#### Set task:
Write out everything in the listing below from the line containing "of the parked" down to the end of the listing as a numbered list, omitting blank lines.

#### Data supplied:

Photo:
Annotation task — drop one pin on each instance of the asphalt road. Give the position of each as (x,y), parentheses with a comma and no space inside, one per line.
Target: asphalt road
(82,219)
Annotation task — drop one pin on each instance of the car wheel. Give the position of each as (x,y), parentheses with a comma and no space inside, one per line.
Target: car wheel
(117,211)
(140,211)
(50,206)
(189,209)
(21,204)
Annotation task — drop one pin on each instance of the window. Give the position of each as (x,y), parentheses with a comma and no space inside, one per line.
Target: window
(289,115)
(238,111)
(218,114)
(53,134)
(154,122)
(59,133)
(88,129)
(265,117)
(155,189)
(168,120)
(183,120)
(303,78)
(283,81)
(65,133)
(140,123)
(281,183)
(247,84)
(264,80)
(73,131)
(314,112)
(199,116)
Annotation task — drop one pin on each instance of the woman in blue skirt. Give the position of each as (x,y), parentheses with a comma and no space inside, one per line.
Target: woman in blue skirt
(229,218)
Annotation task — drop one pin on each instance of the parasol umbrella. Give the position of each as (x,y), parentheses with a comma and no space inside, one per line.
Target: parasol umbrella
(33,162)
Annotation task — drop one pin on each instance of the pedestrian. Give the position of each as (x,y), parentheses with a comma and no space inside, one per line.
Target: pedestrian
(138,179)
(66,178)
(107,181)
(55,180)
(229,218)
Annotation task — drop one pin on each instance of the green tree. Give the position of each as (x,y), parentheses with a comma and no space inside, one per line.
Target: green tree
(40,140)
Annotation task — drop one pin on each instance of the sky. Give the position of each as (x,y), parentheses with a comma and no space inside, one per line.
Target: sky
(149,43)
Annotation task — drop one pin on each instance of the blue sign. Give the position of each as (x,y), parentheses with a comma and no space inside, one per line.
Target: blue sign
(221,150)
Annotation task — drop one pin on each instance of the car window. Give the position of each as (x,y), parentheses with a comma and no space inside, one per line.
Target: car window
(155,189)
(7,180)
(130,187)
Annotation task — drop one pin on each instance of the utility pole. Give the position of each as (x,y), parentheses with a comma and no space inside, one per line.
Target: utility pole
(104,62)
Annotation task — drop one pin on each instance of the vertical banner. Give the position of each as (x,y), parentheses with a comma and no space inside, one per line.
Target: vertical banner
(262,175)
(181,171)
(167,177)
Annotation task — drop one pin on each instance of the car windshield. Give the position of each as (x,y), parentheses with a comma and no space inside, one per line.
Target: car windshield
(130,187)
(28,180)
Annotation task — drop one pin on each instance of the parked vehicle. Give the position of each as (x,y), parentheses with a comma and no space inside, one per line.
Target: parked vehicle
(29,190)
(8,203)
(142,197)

#### Output of the task:
1. Annotation task — drop one pin on each instance of the parked vehicle. Give the position of each as (x,y), parentheses with a comma and no space inside, one per line.
2. Target: parked vehicle
3. (29,190)
4. (8,203)
5. (142,197)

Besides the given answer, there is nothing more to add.